- [Passage provided]
North Coast Journal

GARDEN - MAY 1996


Horticulturally challenged: a glossary

by Terry Kramer

THOSE OF US WHO ARE horticulturally challenged may feel a bit helpless this time of year, especially after viewing a Martha Stewart television program or reading a spring edition of Sunset magazine. Attaining a perfect garden that billows with colorful flowers and exciting foliage texture all of the time is much like trying to have the body, clothes and lifestyle of a film star -- unattainable.

Don't feel too bad. Instead, consider this glossary tailored for the horticulturally challenged who seek to be horticulturally correct, or H.C.

ANNUAL -- That yearly spring trip to the nursery to buy little flowering plants that are devoured overnight by slugs, snails, cutworms or deer. Nurseries thrive on annuals.

BIENNIAL -- A flowering plant that takes two full years to flower briefly before it dies. Also, how often some of us sharpen the mower blade, whether it needs it or not.

CATALOG -- Mail order publications offering beautiful photos of impossible-to-grow plants designed to make you feel inadequate.

DANDELION -- A lovely, yellow flowered perennial that you do not want in your garden, but you get it anyway.

EVERLASTING -- A dried or plastic plant that flowers all year long without ever having to be watered, fertilized or pruned.

FICUS -- Evergreen indoor shrub or tree that wants to be deciduous. Short-lived in most homes and offices.

GARDENER -- Someone who spends a lot of time bent over pulling weeds and shoveling manure. A chiropractor's dream.

HERBICIDE -- Weed killer. A lot of gardeners use it, but do not admit it. Not H.C.

- [Source material]
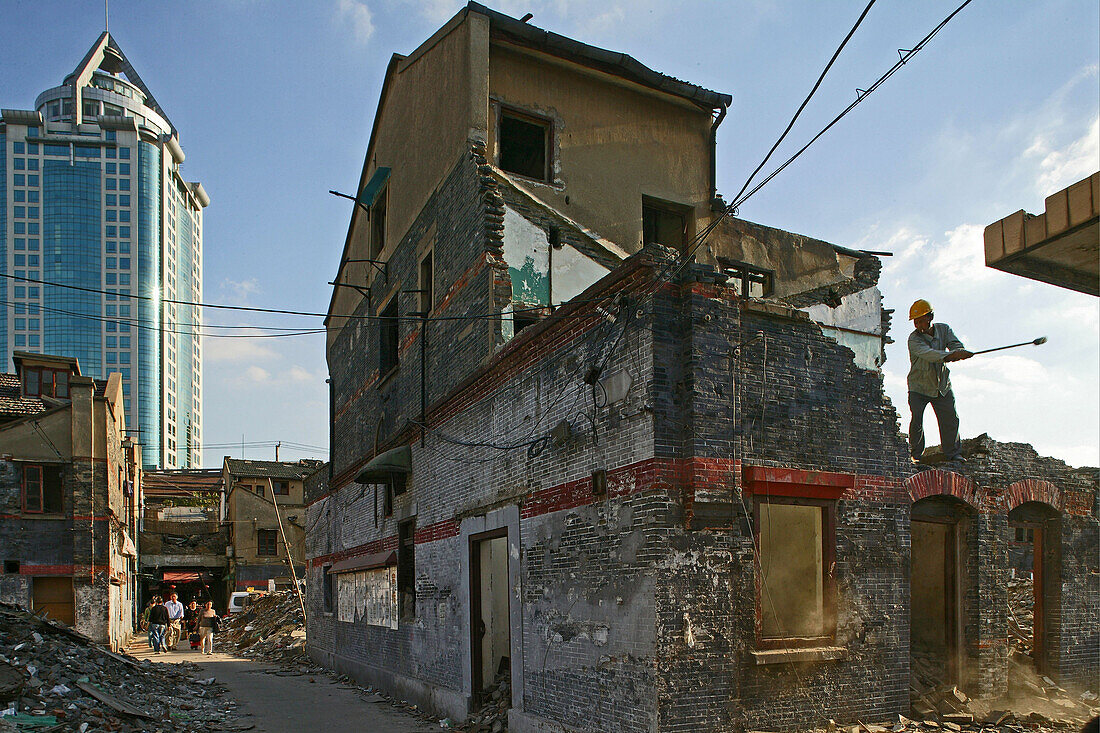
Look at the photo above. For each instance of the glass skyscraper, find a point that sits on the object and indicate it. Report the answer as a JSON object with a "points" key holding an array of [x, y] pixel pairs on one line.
{"points": [[101, 247]]}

- [What you will do] Continue the horticulturally challenged glossary from its last entry, keeping the alphabetical order and tone. The listing has no connection to the garden glossary.

- [Result]
IRRITANTS -- The horticulturally correct use of certain natural materials, such as wood ashes or crushed red pepper, to deter pests. It is also a neighbor's overgrown tree that sheds in your yard and blocks sunlight.

JACARANDA -- It is not H.C. to go to the nursery asking for one.

KOHLRABI -- Very strange looking vegetable that belongs in an avant garden. A vegetable shaman.

LAWN -- The H.C. term to use in Humboldt County for the green carpet surrounding your home. Say, "I've got to fertilize the lawn," not, "I've got to fertilize the grass."

MARIGOLDS -- Shunned by horticultural elitists, probably because they are cheap, easy to grow and do not bloom in trendy hues of purple or lavender.

NASTURTIUMS -- Annuals that reseed prolifically, also shunned by gardening sophisticates. (But, gee -- they were good enought for Monet. )

ORGANIC -- The horticulturally correct method whereby you use heaps of manures, truckloads of compost, gallons of soaps and loads of other heavy, natural materials to grow food and flowers. Also produces an organic sore back. Chiropractors favor the organic approach.

PERENNIAL -- Flowering plants that are supposed to return bigger and better each spring, the most prolific being dandelions and bindweed.

QUEEN -- An overly popular common name tacked on to many plants, such as Queen Anne's lace, Queen of the Meadow, Queen of the Prairie, Queen's flower, Queensland nut, Queen's tears, Queen's wreath and Queen Victoria Arborvitae. Also, a very wealthy woman with a nice garden who never has to pull weeds.

ROCKS -- Some gardeners spend lots of money to put them in a garden to landscape, and then spend lots of money to haul them out so they can rototill.

SALAD PLANTS -- The wide variety of leafy plants in your garden that feeds slugs, snails and deer.

TOPIARY -- Ancient art of clipping and training shrubs into unnatural shapes. Also, what some home gardeners inadvertently create when pruning with hedge clippers.

TRANSPLANTS -- Newcomers to Humboldt County who ask for Jacaranda trees at local nurseries.

UH-OH! -- A four-letter utterance frequently muttered after over-watering an out-of-town-friend's ficus. Or when you take a credit card to the nursery instead of a limited amount of cash.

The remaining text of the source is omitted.